- **所给摘录**:
▬▬▬▬▬▬

本申请实施例涉及数据存储领域,尤其涉及一种虚拟机的数据存储方法、装置、虚拟机及非易失性计算机可读存储介质。
在虚拟化领域中,虚拟机或云平台的虚拟机高可用方案一般是由存储设备提供,使用存储设备提供的双活、远程复制等技术通过触发存储的容灾功能来达到虚拟机应用的双活功能。
然而,发明人意识到,在虚拟化平台上,一般使用存储设备提供的逻辑单元,在逻辑单元的存储空间上创建文件系统为虚拟机提供存储空间。而虚拟化平台上的容灾恢复需要先使用存储设备恢复逻辑单元上的数据,然后恢复文件系统,最后再恢复文件系统中的文件,最后再恢复虚拟机系统。整个数据恢复的IO栈很长,任何一个层次的数据恢复出现问题会导致虚拟机中的数据丢失。因此,如何提高虚拟化平台上的容灾恢复效率,保证虚拟机的高可用成为亟待解决的问题。
发明内容
本申请实施例提供了一种虚拟机的数据存储方法,包括:
获取虚拟机的启动指令,基于启动指令加载存储设备;
访问存储设备中对应的至少两个文件的第一存储区域记录元数据信息,对元数据信息进行校验,得到校验结果;
响应于校验结果正常,访问上述至少两个文件的第二存储区域记录的数据区域位图信息;
基于数据区域位图信息确定上述至少两个文件的数据存储状态;及
响应于上述至少两个文件的数据存储状态均正常,向上述至少两个文件发送目标数据进行数据存储。
在其中一些实施例中,该方法还包括:
访问上述至少两个文件的第三存储区域的第一标识信息;
响应于第一标识信息一致,确定上述至少两个文件中存储的数据一致;及
响应于第一标识信息不一致,确定上述至少两个文件中存储的数据不一致,对上述至少两个文件中存储的数据进行数据同步处理。
在其中一些实施例中,该方法还包括:
响应于虚拟机运行异常,控制上述至少两个文件的第二存储区域的数据一致以及控制上述至少两个文件的第三存储区域的数据一致;及
响应于上述至少两个文件中存在一个文件异常,在正常文件的第一存储区域记录异常文件信息。
在其中一些实施例中,该方法还包括:
对比上述至少两个文件的第一存储区域记录的元数据信息;及
响应于元数据信息一致,确定校验结果正常,或,响应于元数据信息不一致,确定校验结果异常。
在其中一些实施例中,该方法还包括:
基于上述至少两个文件的第二存储区域记录的数据区域位图信息,生成对应的至少两个第二标识信息;
对比上述至少两个第二标识信息;及
响应于上述至少两个第二标识信息一致,上述至少两个文件的数据存储状态正常,或,响应于上述至少两个第二标识信息不一致,上述至少两个文件的数据存储状态异常。
在其中一些实施例中,该方法还包括:
在向上述至少两个文件发送目标数据进行数据存储过程中,响应于存在任一个异常文件,继续向异常文件发送目标数据;及
响应于向异常文件发送目标数据的次数大于或等于次数阈值,且异常文件未成功进行数据存储,确定异常文件的数据存储路径异常。

▬▬▬▬▬▬

- **问题陈述 1**: 请将虚拟机数据存储摘录中从“然而,发明人意识到,在虚拟化”起至“的高可用成为亟待解决的问题。”止的一段原文照录。
- **问题陈述 2**: 请在虚拟机数据存储摘录的最后一句之后接续撰写。
所附材料与本项工作无关，无需处理。

▬▬▬▬▬▬

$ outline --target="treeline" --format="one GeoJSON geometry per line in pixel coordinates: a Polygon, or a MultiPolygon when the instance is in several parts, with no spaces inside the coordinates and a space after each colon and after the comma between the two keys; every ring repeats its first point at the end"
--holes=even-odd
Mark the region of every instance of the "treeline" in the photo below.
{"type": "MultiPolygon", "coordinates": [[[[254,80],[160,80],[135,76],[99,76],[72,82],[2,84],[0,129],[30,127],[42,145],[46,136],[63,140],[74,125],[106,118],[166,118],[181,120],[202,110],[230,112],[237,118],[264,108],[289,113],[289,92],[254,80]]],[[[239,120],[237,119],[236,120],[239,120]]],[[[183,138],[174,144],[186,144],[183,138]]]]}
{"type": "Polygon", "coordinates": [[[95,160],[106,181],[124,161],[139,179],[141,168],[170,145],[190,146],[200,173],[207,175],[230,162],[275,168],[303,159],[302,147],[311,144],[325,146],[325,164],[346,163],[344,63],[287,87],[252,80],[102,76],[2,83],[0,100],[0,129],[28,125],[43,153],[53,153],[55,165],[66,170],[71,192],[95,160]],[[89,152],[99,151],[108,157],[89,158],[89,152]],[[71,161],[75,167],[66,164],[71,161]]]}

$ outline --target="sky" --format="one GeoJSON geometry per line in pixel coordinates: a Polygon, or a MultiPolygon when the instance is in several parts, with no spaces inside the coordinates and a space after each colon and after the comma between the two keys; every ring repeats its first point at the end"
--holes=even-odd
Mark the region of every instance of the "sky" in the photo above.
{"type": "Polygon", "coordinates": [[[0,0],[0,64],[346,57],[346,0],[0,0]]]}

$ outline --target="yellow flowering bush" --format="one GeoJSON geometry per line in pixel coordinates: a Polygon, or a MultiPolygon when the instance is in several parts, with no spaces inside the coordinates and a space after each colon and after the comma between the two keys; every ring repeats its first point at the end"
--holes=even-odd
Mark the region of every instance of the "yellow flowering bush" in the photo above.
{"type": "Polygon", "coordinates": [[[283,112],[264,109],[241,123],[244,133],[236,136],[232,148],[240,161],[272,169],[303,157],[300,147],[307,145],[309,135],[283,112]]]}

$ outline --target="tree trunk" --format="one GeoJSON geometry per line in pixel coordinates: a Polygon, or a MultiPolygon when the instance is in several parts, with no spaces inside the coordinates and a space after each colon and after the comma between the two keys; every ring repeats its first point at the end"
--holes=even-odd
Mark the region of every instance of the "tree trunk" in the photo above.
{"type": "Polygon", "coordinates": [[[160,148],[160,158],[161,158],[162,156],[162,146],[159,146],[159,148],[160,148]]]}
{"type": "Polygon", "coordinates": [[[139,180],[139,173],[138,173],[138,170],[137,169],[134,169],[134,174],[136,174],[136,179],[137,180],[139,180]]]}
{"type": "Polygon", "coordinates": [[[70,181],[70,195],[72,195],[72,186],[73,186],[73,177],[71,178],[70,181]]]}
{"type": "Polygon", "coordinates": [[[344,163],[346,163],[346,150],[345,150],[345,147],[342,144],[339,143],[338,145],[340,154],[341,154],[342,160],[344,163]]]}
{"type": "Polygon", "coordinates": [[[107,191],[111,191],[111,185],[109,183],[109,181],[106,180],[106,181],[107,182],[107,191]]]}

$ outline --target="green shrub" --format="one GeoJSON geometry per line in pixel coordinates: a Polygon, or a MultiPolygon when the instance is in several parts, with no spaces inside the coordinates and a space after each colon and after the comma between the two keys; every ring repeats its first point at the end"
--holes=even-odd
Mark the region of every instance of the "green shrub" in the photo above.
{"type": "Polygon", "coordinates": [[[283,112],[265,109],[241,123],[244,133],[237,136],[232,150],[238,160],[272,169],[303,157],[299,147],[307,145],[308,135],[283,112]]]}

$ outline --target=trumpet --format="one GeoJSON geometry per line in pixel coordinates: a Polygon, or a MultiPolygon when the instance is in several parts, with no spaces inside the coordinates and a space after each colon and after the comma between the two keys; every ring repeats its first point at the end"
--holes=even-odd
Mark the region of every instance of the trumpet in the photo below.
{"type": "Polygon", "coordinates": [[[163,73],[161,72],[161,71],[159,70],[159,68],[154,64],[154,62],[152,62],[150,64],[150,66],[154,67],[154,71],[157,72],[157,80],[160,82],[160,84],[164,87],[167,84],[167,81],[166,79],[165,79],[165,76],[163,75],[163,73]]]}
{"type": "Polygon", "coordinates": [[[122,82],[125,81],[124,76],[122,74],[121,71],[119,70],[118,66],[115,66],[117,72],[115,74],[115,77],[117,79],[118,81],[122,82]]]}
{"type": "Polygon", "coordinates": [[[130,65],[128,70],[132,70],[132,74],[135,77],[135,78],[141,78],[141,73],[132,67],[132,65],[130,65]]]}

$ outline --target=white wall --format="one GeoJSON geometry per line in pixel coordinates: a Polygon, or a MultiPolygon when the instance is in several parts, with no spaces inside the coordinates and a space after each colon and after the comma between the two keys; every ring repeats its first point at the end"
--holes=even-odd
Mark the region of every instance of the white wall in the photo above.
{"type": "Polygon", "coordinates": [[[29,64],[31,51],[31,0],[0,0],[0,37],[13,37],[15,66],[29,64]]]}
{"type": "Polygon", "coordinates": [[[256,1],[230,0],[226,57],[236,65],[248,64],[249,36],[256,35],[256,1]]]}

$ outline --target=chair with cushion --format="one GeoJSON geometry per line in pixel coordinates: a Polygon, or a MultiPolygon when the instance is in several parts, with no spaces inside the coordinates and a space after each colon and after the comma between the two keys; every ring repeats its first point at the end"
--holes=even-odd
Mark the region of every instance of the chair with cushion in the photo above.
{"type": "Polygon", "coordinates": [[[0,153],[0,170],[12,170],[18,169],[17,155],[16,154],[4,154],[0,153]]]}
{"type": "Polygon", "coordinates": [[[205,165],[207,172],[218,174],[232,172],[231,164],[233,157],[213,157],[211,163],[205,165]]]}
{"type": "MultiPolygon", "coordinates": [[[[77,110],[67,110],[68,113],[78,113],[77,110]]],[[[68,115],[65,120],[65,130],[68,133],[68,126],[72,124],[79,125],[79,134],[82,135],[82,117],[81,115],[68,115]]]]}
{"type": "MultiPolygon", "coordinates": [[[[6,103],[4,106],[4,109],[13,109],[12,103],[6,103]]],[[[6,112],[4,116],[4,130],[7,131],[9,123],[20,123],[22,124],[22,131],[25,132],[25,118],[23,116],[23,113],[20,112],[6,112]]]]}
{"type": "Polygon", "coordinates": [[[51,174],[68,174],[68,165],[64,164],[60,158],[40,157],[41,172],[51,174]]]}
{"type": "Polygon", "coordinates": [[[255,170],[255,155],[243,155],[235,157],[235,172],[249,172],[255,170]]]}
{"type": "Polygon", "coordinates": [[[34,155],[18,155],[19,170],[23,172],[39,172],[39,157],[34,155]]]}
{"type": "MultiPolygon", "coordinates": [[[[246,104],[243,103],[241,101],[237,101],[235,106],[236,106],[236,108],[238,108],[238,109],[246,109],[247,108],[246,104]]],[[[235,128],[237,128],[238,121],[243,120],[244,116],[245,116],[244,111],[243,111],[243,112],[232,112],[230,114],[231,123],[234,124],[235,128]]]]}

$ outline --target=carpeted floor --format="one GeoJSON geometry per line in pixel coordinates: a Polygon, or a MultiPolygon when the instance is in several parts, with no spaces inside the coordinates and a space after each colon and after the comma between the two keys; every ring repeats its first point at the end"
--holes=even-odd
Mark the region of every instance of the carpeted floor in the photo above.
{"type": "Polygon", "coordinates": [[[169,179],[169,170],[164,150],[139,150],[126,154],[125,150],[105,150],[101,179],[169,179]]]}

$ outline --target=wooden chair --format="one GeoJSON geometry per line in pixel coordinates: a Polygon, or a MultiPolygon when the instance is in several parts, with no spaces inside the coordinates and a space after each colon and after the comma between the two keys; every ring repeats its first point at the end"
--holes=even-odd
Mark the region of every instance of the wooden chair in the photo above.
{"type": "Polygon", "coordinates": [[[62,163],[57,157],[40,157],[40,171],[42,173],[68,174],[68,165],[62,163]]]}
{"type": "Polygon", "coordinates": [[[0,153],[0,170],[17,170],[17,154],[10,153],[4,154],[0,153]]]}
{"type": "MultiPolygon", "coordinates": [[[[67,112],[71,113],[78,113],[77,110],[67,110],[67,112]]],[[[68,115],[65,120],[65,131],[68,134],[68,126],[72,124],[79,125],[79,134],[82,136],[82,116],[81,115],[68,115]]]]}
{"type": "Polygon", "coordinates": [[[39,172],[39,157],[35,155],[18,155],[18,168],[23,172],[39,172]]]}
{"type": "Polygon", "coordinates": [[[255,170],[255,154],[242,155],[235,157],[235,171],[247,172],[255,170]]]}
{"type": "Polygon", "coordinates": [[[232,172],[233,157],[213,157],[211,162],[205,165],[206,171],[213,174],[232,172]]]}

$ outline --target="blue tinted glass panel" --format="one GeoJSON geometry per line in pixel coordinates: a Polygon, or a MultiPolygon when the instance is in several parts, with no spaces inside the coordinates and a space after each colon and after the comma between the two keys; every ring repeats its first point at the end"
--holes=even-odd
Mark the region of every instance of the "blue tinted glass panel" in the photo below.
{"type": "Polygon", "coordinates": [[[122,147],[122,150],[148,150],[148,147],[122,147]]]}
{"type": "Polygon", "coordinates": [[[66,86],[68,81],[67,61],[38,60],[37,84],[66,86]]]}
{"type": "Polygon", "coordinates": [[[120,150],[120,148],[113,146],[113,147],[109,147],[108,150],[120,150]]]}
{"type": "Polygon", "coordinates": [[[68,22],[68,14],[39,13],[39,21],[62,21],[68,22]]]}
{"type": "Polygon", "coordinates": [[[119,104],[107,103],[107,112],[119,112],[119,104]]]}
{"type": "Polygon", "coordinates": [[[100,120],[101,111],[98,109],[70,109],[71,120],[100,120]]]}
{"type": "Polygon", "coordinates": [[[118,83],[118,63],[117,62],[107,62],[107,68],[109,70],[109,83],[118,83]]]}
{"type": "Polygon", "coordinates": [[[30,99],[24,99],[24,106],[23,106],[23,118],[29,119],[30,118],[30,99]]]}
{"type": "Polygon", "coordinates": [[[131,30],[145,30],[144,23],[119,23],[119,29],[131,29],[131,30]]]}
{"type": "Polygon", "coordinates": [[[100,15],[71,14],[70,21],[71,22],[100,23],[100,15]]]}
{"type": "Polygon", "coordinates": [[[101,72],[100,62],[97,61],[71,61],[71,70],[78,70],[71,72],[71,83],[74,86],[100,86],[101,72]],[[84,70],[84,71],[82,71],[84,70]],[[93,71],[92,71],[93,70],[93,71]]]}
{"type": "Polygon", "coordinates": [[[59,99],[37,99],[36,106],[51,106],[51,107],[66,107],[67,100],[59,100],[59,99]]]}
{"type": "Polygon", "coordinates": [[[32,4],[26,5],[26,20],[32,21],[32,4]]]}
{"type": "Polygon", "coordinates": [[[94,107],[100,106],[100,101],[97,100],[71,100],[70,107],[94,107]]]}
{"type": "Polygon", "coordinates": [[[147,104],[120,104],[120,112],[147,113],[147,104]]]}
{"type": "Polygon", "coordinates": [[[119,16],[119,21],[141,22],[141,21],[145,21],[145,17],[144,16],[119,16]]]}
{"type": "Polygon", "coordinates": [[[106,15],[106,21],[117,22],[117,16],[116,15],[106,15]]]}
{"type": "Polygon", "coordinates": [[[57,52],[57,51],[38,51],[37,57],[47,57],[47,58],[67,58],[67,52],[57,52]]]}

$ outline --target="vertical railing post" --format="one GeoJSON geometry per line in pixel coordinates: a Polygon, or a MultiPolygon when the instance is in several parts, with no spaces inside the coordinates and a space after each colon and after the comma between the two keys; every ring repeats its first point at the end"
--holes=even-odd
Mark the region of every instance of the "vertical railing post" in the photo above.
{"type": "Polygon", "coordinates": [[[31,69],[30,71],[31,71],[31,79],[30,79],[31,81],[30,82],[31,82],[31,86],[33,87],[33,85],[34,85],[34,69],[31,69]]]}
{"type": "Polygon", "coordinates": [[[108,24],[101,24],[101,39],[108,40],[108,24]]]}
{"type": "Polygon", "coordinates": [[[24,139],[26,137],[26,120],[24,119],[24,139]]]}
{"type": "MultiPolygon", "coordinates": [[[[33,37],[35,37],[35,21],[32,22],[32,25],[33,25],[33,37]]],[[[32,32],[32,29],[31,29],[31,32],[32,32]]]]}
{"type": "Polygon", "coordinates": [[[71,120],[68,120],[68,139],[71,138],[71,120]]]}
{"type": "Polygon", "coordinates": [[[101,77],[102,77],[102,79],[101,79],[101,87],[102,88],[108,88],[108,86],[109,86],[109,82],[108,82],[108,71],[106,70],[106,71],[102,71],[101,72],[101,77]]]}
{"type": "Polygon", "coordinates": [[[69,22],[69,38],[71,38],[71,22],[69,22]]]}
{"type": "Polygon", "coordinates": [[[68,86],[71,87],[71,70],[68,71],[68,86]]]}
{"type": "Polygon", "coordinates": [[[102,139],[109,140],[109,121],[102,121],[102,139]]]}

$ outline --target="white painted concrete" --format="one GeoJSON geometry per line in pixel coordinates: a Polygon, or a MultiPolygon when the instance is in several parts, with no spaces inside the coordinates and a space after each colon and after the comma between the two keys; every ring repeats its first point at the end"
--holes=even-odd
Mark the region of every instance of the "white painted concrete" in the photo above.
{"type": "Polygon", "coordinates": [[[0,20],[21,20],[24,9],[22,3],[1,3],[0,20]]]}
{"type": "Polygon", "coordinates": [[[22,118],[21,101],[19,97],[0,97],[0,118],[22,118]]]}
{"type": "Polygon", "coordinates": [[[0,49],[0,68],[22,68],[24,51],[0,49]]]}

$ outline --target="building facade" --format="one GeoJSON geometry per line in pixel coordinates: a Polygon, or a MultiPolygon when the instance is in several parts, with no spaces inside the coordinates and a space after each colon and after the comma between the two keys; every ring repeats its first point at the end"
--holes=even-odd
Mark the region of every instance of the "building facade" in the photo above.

▬▬▬▬▬▬

- **任务结果 1**:
然而,发明人意识到,在虚拟化平台上,一般使用存储设备提供的逻辑单元,在逻辑单元的存储空间上创建文件系统为虚拟机提供存储空间。而虚拟化平台上的容灾恢复需要先使用存储设备恢复逻辑单元上的数据,然后恢复文件系统,最后再恢复文件系统中的文件,最后再恢复虚拟机系统。整个数据恢复的IO栈很长,任何一个层次的数据恢复出现问题会导致虚拟机中的数据丢失。因此,如何提高虚拟化平台上的容灾恢复效率,保证虚拟机的高可用成为亟待解决的问题。

- **任务结果 2**:
在其中一些实施例中,该方法还包括:
响应于确定异常文件的数据存储路径异常,向正常文件发送目标数据,以使正常文件继续对目标数据进行数据存储;
实时检测异常文件的数据存储状态,响应于检测到异常文件的数据存储状态正常,基于正常文件中存储的数据对异常文件进行数据同步处理;及
响应于数据同步处理完成,执行向上述至少两个文件发送目标数据进行数据存储的步骤。
本申请的第二方面提供了一种虚拟机的数据存储装置,包括:
获取模块,用于获取虚拟机的启动指令,基于启动指令加载存储设备;
访问模块,用于访问存储设备中对应的上述至少两个文件的第一存储区域记录的元数据信息,对元数据信息进行校验,得到校验结果;
访问模块,还用于在校验结果正常时,访问上述至少两个文件的第二存储区域记录的数据区域位图信息;
确定模块,用于基于数据区域位图信息确定上述至少两个文件的数据存储状态;及
发送模块,用于在上述至少两个文件的数据存储状态均正常时,向上述至少两个文件发送目标数据进行数据存储。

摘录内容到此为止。